_PROBLEM_
Turn the lines starting with the one containing "of the window" and going on through the last line into a Markdown table with the columns "Row" and "Line", leaving out blank lines.

Lines with a point for each named object

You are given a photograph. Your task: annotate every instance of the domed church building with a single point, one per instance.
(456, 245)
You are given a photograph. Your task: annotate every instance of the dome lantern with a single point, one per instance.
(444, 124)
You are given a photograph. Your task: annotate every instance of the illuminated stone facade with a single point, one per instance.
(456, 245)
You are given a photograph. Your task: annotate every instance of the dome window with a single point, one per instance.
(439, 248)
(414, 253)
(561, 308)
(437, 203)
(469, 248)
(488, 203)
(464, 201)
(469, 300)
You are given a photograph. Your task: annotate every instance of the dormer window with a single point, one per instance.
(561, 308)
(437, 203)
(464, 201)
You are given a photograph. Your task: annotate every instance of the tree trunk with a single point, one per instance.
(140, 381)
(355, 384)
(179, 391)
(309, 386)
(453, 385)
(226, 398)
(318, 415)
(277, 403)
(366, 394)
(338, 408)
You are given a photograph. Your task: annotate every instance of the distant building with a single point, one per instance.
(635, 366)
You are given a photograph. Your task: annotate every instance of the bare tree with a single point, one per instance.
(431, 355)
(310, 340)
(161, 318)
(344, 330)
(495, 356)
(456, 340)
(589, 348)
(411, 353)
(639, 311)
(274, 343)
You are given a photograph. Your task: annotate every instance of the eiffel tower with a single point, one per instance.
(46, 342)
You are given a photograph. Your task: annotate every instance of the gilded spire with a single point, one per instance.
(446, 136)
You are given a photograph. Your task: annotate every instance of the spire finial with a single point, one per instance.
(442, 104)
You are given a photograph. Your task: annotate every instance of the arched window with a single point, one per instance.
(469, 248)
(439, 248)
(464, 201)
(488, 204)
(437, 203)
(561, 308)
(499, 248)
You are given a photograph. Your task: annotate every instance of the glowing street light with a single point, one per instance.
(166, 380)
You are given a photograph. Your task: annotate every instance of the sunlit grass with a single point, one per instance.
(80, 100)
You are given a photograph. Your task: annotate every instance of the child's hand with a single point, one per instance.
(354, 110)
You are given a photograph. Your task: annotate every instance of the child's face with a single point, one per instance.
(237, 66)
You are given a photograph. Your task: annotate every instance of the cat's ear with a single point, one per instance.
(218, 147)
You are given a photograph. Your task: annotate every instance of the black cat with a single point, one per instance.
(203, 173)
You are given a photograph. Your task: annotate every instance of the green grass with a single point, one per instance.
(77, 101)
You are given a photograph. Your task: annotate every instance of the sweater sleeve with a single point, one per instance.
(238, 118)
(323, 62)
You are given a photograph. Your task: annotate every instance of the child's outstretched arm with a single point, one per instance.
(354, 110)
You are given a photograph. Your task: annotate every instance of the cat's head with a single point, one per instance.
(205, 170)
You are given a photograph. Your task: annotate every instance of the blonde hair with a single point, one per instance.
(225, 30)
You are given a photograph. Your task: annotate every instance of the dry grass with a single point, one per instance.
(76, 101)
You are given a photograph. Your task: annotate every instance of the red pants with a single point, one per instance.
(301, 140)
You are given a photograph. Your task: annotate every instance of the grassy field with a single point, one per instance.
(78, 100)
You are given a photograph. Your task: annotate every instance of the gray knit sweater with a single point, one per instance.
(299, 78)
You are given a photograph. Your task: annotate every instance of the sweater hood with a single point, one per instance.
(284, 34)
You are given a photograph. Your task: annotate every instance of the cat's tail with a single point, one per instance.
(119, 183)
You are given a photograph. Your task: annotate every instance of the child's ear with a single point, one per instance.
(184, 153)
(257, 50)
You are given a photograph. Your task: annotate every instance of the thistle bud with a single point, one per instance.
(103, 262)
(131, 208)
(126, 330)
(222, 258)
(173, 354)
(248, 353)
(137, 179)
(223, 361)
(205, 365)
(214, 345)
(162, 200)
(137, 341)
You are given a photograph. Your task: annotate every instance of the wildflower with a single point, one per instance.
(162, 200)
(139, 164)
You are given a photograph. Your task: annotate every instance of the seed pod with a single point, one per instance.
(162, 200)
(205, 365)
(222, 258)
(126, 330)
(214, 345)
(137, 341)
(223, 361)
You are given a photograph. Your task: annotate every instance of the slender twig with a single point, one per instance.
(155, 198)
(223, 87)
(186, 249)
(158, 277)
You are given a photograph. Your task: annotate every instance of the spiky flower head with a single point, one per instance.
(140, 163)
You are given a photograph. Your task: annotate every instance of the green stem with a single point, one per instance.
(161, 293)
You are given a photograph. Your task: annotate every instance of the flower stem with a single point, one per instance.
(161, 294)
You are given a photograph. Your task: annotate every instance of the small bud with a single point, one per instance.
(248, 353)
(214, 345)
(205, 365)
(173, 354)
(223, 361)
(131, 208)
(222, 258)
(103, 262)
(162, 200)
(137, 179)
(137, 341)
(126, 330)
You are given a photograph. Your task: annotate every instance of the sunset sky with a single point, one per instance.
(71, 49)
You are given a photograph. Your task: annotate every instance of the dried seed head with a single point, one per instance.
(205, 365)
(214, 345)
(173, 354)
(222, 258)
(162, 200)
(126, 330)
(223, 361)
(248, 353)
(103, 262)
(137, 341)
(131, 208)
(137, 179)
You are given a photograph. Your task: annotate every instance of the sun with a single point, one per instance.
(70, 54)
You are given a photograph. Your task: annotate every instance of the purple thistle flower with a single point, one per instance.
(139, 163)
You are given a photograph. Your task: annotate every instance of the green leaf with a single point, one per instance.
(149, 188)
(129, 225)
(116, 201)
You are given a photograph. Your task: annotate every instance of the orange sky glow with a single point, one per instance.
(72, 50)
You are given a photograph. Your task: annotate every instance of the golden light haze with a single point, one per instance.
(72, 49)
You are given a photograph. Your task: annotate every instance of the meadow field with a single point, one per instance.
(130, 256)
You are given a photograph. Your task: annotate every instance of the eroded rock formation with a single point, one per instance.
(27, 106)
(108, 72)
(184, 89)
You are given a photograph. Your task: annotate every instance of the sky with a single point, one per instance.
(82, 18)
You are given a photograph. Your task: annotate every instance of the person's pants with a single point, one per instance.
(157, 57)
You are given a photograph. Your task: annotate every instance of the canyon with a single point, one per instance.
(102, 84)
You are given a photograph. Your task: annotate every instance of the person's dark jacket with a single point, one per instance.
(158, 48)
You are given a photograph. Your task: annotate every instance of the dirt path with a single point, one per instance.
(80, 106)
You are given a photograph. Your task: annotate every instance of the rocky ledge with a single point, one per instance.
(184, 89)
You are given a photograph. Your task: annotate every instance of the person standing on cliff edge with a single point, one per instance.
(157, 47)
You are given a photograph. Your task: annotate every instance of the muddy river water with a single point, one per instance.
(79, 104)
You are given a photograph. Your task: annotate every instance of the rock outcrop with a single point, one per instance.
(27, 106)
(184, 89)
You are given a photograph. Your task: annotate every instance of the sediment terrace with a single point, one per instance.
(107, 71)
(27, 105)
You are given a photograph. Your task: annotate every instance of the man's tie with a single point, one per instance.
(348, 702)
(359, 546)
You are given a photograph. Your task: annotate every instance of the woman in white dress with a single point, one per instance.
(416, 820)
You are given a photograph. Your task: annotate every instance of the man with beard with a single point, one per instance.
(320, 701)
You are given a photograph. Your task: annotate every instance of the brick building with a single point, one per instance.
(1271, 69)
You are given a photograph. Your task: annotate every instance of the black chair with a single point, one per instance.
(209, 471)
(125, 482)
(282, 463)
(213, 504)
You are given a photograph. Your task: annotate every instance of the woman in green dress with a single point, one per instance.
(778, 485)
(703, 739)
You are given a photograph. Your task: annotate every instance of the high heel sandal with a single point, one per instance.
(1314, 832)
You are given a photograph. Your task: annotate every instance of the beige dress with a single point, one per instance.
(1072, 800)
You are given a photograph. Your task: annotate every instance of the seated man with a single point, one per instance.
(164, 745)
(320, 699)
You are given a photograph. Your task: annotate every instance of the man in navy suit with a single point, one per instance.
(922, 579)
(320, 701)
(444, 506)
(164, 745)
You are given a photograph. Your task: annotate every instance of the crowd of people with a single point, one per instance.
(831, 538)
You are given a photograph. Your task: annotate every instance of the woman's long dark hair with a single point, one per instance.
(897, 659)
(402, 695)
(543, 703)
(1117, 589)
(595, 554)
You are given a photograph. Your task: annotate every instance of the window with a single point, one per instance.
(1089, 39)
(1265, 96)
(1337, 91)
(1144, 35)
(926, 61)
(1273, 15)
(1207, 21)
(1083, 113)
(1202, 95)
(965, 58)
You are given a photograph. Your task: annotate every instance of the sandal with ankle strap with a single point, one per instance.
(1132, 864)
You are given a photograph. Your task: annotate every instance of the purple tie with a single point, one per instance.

_FULL RESPONSE_
| Row | Line |
|---|---|
| 1 | You are given a photograph. Your task: annotate every instance of the window with a single point, one per instance. |
| 2 | (1089, 39) |
| 3 | (1265, 96) |
| 4 | (1337, 91) |
| 5 | (1144, 35) |
| 6 | (926, 61) |
| 7 | (1273, 15) |
| 8 | (1207, 21) |
| 9 | (1083, 113) |
| 10 | (1202, 95) |
| 11 | (965, 58) |
| 12 | You are given a photograph. Your task: annotate every instance of the sandal with ankle strap with a single point, one per instance. |
| 13 | (1132, 864) |
| 14 | You are given a photograph. Your task: annotate every instance of the purple tie with a single point, one per instance. |